> STATED GOAL: Write out precisely the lines beginning with the line that contains "of the brown" and ending with the last line of the entries, and no other lines.

--- begin ---

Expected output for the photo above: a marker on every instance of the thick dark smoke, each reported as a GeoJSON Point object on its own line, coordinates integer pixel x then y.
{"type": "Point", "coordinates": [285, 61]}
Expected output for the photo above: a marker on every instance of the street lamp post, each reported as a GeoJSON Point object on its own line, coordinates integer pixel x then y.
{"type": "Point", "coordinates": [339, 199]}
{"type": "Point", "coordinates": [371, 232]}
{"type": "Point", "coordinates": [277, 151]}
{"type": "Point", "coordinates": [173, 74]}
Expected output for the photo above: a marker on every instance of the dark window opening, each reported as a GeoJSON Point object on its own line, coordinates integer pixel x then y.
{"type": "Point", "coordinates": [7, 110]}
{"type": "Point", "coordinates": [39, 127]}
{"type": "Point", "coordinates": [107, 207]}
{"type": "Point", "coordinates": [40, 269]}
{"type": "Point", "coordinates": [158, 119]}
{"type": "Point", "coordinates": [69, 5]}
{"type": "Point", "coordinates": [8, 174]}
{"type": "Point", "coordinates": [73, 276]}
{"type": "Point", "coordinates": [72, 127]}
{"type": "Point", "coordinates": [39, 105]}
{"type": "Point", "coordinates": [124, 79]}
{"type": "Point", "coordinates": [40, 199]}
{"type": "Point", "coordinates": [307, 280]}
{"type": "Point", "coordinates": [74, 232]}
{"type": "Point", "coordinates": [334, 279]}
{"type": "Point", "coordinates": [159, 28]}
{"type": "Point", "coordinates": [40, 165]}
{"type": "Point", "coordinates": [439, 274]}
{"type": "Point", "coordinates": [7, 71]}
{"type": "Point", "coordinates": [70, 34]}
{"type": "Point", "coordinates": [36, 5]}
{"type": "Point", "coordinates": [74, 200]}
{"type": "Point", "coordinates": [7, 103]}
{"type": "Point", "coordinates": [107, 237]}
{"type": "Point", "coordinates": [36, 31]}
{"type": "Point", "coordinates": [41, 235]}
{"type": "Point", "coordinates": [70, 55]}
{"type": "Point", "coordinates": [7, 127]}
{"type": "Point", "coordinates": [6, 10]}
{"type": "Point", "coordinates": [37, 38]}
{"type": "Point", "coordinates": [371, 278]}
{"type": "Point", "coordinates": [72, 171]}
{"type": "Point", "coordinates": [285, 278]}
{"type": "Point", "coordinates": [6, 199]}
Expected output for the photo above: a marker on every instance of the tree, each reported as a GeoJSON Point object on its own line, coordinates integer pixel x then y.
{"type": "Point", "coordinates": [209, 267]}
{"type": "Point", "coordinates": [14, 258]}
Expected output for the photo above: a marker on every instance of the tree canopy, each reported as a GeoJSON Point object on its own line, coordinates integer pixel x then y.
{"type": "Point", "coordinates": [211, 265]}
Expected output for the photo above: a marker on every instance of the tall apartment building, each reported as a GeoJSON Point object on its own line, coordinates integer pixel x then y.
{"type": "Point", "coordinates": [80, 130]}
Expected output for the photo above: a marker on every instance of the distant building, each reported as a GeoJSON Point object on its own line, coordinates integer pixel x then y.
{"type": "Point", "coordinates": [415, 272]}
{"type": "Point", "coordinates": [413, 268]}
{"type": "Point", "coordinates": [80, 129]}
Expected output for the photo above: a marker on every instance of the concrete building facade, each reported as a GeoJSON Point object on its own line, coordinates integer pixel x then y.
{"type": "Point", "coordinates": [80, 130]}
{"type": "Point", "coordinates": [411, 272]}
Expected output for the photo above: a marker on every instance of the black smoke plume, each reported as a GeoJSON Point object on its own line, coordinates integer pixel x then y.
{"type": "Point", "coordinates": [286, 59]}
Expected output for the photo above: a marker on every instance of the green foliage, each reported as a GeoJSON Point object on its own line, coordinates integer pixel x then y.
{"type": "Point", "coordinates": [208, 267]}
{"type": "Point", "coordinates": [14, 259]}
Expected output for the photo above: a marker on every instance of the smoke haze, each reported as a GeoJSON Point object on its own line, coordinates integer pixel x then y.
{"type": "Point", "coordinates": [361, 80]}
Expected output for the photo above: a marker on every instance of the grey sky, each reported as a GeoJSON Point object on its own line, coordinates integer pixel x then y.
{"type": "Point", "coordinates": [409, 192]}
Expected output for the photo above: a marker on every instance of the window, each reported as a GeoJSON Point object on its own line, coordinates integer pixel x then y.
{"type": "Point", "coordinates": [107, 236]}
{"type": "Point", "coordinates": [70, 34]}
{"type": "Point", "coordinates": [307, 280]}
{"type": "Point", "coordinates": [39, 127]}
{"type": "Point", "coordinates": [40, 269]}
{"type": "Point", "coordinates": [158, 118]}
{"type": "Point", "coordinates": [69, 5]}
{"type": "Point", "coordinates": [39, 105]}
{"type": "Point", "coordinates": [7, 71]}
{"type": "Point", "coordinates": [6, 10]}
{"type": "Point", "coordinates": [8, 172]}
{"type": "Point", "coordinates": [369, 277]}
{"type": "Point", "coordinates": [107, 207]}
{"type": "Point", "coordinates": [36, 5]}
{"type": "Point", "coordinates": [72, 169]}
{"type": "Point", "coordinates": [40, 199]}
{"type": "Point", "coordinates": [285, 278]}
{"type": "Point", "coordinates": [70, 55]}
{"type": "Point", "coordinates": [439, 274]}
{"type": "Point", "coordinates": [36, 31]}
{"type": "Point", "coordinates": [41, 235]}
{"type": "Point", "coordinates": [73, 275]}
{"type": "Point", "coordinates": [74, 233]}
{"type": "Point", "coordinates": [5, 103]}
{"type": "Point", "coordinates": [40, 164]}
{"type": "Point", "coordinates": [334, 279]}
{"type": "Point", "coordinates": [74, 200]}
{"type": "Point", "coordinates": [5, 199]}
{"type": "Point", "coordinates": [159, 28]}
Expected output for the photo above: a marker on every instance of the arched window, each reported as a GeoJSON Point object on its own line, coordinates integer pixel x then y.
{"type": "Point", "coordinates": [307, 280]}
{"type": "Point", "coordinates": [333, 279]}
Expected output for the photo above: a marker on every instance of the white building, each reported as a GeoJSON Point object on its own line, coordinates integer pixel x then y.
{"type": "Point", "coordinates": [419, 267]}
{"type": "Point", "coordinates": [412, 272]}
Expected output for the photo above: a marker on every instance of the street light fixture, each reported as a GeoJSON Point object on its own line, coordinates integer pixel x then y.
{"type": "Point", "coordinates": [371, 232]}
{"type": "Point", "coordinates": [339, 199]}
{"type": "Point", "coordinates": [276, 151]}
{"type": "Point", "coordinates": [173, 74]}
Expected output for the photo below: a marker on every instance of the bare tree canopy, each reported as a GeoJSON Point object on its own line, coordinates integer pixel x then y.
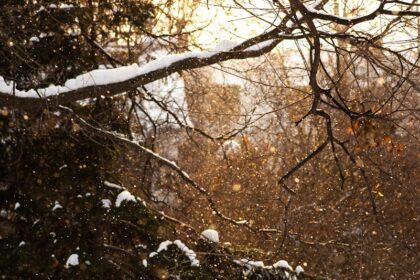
{"type": "Point", "coordinates": [196, 139]}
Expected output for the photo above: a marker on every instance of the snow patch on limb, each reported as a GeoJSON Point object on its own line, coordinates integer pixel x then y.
{"type": "Point", "coordinates": [211, 235]}
{"type": "Point", "coordinates": [106, 203]}
{"type": "Point", "coordinates": [73, 260]}
{"type": "Point", "coordinates": [282, 264]}
{"type": "Point", "coordinates": [101, 77]}
{"type": "Point", "coordinates": [190, 254]}
{"type": "Point", "coordinates": [112, 185]}
{"type": "Point", "coordinates": [299, 270]}
{"type": "Point", "coordinates": [124, 196]}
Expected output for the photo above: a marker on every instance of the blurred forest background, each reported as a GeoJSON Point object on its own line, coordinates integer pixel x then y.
{"type": "Point", "coordinates": [255, 149]}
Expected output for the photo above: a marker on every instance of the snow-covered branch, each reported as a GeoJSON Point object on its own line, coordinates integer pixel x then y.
{"type": "Point", "coordinates": [108, 82]}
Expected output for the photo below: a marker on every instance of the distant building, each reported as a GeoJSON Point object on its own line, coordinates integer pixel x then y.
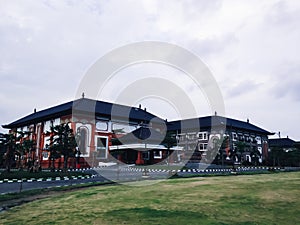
{"type": "Point", "coordinates": [252, 140]}
{"type": "Point", "coordinates": [286, 144]}
{"type": "Point", "coordinates": [96, 121]}
{"type": "Point", "coordinates": [133, 135]}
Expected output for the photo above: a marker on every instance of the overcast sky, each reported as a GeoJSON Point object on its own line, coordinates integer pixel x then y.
{"type": "Point", "coordinates": [251, 47]}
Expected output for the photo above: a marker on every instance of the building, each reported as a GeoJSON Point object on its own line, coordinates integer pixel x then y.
{"type": "Point", "coordinates": [135, 136]}
{"type": "Point", "coordinates": [238, 141]}
{"type": "Point", "coordinates": [97, 122]}
{"type": "Point", "coordinates": [286, 144]}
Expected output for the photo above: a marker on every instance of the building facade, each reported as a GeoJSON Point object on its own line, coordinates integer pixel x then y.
{"type": "Point", "coordinates": [116, 133]}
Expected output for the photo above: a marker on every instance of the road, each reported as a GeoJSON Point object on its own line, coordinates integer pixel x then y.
{"type": "Point", "coordinates": [114, 174]}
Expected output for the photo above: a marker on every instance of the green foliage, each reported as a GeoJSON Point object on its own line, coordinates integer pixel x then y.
{"type": "Point", "coordinates": [15, 143]}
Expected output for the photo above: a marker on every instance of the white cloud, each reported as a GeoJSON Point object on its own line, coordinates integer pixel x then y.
{"type": "Point", "coordinates": [251, 47]}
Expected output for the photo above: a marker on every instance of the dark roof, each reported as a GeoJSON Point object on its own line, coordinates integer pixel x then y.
{"type": "Point", "coordinates": [282, 142]}
{"type": "Point", "coordinates": [206, 123]}
{"type": "Point", "coordinates": [85, 106]}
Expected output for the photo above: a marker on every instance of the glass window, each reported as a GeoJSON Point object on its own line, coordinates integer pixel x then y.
{"type": "Point", "coordinates": [123, 128]}
{"type": "Point", "coordinates": [45, 155]}
{"type": "Point", "coordinates": [145, 155]}
{"type": "Point", "coordinates": [202, 136]}
{"type": "Point", "coordinates": [157, 154]}
{"type": "Point", "coordinates": [83, 140]}
{"type": "Point", "coordinates": [100, 125]}
{"type": "Point", "coordinates": [101, 147]}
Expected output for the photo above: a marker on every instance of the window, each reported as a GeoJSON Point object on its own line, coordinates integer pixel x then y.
{"type": "Point", "coordinates": [202, 147]}
{"type": "Point", "coordinates": [192, 136]}
{"type": "Point", "coordinates": [202, 136]}
{"type": "Point", "coordinates": [83, 141]}
{"type": "Point", "coordinates": [101, 147]}
{"type": "Point", "coordinates": [123, 128]}
{"type": "Point", "coordinates": [234, 136]}
{"type": "Point", "coordinates": [45, 155]}
{"type": "Point", "coordinates": [145, 155]}
{"type": "Point", "coordinates": [181, 137]}
{"type": "Point", "coordinates": [100, 125]}
{"type": "Point", "coordinates": [157, 154]}
{"type": "Point", "coordinates": [258, 140]}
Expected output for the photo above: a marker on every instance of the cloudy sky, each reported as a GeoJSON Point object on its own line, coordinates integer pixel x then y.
{"type": "Point", "coordinates": [251, 47]}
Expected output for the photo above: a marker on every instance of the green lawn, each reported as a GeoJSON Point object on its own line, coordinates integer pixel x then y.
{"type": "Point", "coordinates": [252, 199]}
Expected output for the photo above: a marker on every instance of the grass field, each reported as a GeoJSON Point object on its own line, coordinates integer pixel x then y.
{"type": "Point", "coordinates": [252, 199]}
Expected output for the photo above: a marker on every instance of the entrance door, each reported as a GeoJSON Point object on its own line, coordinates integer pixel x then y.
{"type": "Point", "coordinates": [101, 147]}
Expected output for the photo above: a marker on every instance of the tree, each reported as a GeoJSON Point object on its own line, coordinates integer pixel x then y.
{"type": "Point", "coordinates": [241, 148]}
{"type": "Point", "coordinates": [62, 143]}
{"type": "Point", "coordinates": [15, 143]}
{"type": "Point", "coordinates": [24, 147]}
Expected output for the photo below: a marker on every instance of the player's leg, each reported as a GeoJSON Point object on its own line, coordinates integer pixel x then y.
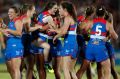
{"type": "Point", "coordinates": [57, 67]}
{"type": "Point", "coordinates": [13, 67]}
{"type": "Point", "coordinates": [46, 47]}
{"type": "Point", "coordinates": [72, 69]}
{"type": "Point", "coordinates": [30, 61]}
{"type": "Point", "coordinates": [66, 67]}
{"type": "Point", "coordinates": [40, 66]}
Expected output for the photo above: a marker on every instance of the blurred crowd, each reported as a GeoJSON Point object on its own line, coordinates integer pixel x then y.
{"type": "Point", "coordinates": [111, 5]}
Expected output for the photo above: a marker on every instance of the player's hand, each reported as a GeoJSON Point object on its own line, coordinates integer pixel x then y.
{"type": "Point", "coordinates": [51, 30]}
{"type": "Point", "coordinates": [54, 39]}
{"type": "Point", "coordinates": [6, 32]}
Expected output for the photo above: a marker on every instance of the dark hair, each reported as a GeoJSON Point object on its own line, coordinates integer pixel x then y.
{"type": "Point", "coordinates": [49, 5]}
{"type": "Point", "coordinates": [24, 8]}
{"type": "Point", "coordinates": [70, 8]}
{"type": "Point", "coordinates": [100, 11]}
{"type": "Point", "coordinates": [89, 11]}
{"type": "Point", "coordinates": [15, 9]}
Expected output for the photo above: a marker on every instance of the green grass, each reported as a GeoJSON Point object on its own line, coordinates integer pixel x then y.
{"type": "Point", "coordinates": [5, 75]}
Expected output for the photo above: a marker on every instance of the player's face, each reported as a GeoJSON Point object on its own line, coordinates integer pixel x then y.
{"type": "Point", "coordinates": [61, 11]}
{"type": "Point", "coordinates": [11, 13]}
{"type": "Point", "coordinates": [54, 9]}
{"type": "Point", "coordinates": [31, 12]}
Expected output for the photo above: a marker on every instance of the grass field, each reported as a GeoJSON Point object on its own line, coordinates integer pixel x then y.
{"type": "Point", "coordinates": [5, 75]}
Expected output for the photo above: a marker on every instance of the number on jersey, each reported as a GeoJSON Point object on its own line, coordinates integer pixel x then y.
{"type": "Point", "coordinates": [98, 30]}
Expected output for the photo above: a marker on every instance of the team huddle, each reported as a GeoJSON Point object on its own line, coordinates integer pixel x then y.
{"type": "Point", "coordinates": [56, 35]}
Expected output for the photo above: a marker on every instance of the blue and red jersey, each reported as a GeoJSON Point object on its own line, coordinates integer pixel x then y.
{"type": "Point", "coordinates": [99, 28]}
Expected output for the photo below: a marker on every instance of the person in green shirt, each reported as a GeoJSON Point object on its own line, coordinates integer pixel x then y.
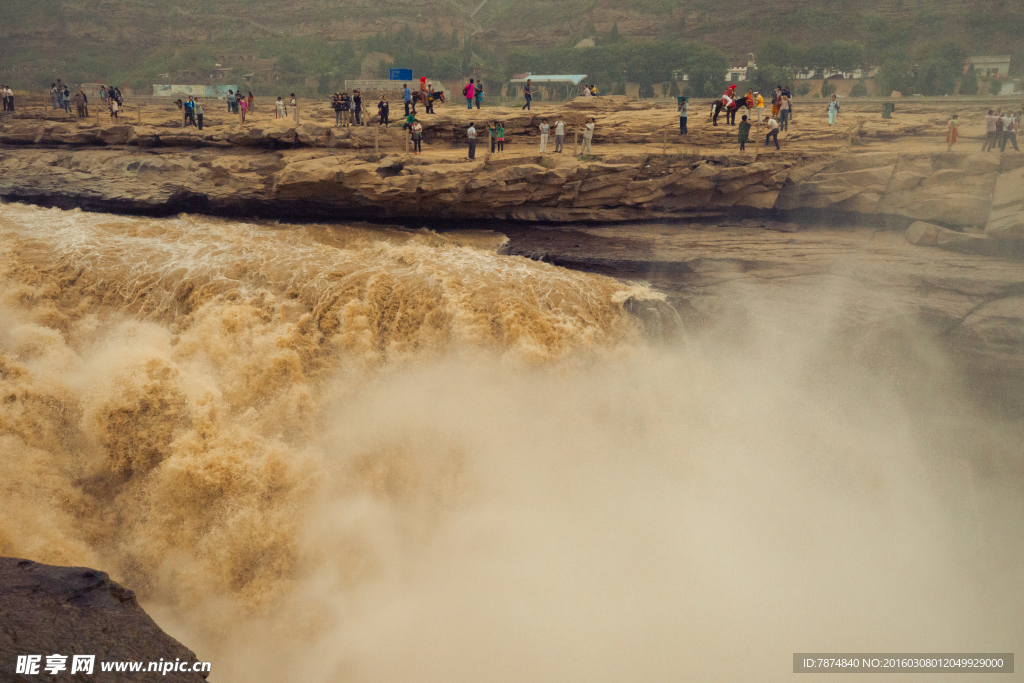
{"type": "Point", "coordinates": [744, 133]}
{"type": "Point", "coordinates": [493, 129]}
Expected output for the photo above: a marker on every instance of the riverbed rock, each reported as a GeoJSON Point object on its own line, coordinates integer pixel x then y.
{"type": "Point", "coordinates": [48, 610]}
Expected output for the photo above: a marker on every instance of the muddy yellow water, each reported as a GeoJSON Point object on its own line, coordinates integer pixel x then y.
{"type": "Point", "coordinates": [368, 454]}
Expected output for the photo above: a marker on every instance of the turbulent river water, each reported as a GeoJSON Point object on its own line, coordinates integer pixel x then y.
{"type": "Point", "coordinates": [353, 453]}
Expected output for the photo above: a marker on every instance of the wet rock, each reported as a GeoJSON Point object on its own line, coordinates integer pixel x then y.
{"type": "Point", "coordinates": [923, 233]}
{"type": "Point", "coordinates": [659, 319]}
{"type": "Point", "coordinates": [48, 609]}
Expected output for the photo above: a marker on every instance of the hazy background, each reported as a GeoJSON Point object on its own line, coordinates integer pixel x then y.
{"type": "Point", "coordinates": [352, 453]}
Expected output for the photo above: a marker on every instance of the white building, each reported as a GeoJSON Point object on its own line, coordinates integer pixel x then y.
{"type": "Point", "coordinates": [990, 67]}
{"type": "Point", "coordinates": [737, 74]}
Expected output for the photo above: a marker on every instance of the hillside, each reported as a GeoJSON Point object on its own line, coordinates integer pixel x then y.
{"type": "Point", "coordinates": [315, 44]}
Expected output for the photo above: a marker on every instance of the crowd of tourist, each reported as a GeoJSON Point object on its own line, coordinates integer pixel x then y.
{"type": "Point", "coordinates": [1001, 126]}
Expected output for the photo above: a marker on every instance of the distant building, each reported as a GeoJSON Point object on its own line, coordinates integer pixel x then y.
{"type": "Point", "coordinates": [990, 67]}
{"type": "Point", "coordinates": [737, 74]}
{"type": "Point", "coordinates": [832, 73]}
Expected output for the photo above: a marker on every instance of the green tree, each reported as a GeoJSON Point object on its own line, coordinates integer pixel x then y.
{"type": "Point", "coordinates": [706, 68]}
{"type": "Point", "coordinates": [939, 67]}
{"type": "Point", "coordinates": [969, 84]}
{"type": "Point", "coordinates": [895, 75]}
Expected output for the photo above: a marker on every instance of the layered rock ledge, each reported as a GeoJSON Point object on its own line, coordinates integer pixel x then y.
{"type": "Point", "coordinates": [870, 169]}
{"type": "Point", "coordinates": [47, 610]}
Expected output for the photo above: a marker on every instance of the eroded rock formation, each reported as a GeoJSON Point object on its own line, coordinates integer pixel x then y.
{"type": "Point", "coordinates": [48, 610]}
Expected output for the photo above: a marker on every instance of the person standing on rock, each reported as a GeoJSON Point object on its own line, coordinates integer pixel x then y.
{"type": "Point", "coordinates": [744, 133]}
{"type": "Point", "coordinates": [429, 99]}
{"type": "Point", "coordinates": [79, 104]}
{"type": "Point", "coordinates": [990, 120]}
{"type": "Point", "coordinates": [952, 128]}
{"type": "Point", "coordinates": [471, 137]}
{"type": "Point", "coordinates": [336, 105]}
{"type": "Point", "coordinates": [417, 133]}
{"type": "Point", "coordinates": [189, 113]}
{"type": "Point", "coordinates": [588, 136]}
{"type": "Point", "coordinates": [346, 110]}
{"type": "Point", "coordinates": [772, 132]}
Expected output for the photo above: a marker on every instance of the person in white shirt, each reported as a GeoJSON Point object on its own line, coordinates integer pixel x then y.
{"type": "Point", "coordinates": [559, 134]}
{"type": "Point", "coordinates": [471, 135]}
{"type": "Point", "coordinates": [772, 132]}
{"type": "Point", "coordinates": [1009, 131]}
{"type": "Point", "coordinates": [588, 136]}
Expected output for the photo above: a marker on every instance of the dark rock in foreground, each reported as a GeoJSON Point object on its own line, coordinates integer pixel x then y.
{"type": "Point", "coordinates": [46, 610]}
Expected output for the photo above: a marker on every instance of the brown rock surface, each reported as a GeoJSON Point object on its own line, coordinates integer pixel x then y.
{"type": "Point", "coordinates": [48, 609]}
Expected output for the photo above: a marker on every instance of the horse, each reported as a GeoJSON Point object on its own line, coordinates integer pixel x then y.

--- end ---

> ANSWER TO THIS TASK:
Expected output for the photo above: a marker on every instance of the brown rock surface, each reported as a GeoJSON Point object on its own line, coordinates integer pixel x then y.
{"type": "Point", "coordinates": [48, 609]}
Expected output for the photo above: a marker on every instance of the horse, each reported as a GeoJSON Point object on its own line, coordinates integer pixel x then y.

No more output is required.